● **Exercise prompt**
Print, please, the line that contains "the adult woman" and each line after it to the end of the entries, unchanged and with nothing else.

● **Input rows**
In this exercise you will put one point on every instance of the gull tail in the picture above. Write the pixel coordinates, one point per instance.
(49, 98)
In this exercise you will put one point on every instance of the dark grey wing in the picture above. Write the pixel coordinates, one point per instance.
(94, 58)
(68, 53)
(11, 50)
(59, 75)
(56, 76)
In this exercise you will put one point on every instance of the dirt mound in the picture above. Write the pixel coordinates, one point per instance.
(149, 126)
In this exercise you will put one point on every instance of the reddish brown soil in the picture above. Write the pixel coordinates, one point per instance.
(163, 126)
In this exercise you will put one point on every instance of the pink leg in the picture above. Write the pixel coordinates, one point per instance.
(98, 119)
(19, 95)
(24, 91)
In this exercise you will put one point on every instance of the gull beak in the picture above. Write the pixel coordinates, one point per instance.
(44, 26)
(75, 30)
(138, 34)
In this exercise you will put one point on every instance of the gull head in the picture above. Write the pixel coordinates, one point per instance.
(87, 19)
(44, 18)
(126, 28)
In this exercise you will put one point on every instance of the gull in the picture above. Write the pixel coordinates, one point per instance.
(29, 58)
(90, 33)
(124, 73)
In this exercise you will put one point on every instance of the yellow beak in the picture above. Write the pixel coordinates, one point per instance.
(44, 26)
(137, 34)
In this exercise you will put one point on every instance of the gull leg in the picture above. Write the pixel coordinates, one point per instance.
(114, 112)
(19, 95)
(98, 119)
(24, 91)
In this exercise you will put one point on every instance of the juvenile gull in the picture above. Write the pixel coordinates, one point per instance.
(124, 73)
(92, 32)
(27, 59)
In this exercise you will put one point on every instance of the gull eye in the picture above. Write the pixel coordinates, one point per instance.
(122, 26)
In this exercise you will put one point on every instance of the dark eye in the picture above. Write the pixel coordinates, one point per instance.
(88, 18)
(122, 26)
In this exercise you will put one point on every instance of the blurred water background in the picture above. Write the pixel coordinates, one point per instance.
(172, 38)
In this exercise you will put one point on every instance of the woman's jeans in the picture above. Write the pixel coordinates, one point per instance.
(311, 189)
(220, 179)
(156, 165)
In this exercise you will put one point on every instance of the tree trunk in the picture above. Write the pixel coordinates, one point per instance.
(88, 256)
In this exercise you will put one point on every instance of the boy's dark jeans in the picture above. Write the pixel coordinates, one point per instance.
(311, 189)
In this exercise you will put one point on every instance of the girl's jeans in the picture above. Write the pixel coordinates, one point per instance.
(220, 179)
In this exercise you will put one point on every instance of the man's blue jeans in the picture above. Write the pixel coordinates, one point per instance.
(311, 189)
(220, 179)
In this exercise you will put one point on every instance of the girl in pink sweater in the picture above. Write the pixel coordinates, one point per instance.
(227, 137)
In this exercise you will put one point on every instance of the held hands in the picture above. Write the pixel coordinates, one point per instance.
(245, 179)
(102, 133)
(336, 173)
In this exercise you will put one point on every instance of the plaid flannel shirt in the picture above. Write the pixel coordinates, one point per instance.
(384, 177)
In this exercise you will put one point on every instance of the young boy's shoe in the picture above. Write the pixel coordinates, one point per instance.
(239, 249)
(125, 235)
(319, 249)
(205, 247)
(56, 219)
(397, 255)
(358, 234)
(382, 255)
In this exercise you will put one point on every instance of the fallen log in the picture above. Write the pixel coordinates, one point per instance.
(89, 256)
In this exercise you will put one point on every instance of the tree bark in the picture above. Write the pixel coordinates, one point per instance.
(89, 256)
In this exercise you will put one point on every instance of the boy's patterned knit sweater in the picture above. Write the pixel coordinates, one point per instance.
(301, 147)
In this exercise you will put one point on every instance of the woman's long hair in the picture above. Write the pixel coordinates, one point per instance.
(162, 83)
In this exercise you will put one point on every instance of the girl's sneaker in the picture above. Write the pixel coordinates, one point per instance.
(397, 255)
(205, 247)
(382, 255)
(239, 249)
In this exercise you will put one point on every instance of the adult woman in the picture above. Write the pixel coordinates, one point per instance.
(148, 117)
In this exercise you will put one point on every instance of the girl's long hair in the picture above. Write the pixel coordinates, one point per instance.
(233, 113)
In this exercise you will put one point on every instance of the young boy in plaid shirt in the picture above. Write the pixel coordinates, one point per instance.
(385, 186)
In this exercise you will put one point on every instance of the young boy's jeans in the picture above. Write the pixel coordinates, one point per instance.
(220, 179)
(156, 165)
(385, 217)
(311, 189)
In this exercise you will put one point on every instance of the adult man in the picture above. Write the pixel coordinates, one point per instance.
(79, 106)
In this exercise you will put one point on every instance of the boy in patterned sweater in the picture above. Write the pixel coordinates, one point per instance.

● **Solution to this problem**
In this exercise you will put one point on every instance of the adult woman in the picture above. Write the pixel coordinates, one point per instance.
(148, 117)
In this exercise you will put one point on every instance of the girl's long hair in the picture above. Write the pixel coordinates, one point per instance.
(233, 113)
In this exercise you will put one point on every instance of the young boy in plaid shirt in the picture above. Write the pixel coordinates, one point per instance.
(385, 186)
In this exercise you will put one point on every instance of the young boy's jeans in the picture above. Write the pixel coordinates, one point per instance.
(220, 179)
(156, 165)
(385, 217)
(311, 189)
In this exercise you will put one point on every instance of the adult man in the picture above. Write the pixel coordinates, one point per instance.
(79, 106)
In this exercise you will put one point on every instance of the boy in patterned sweater in the picture above. Write the pixel coordinates, one point per instance.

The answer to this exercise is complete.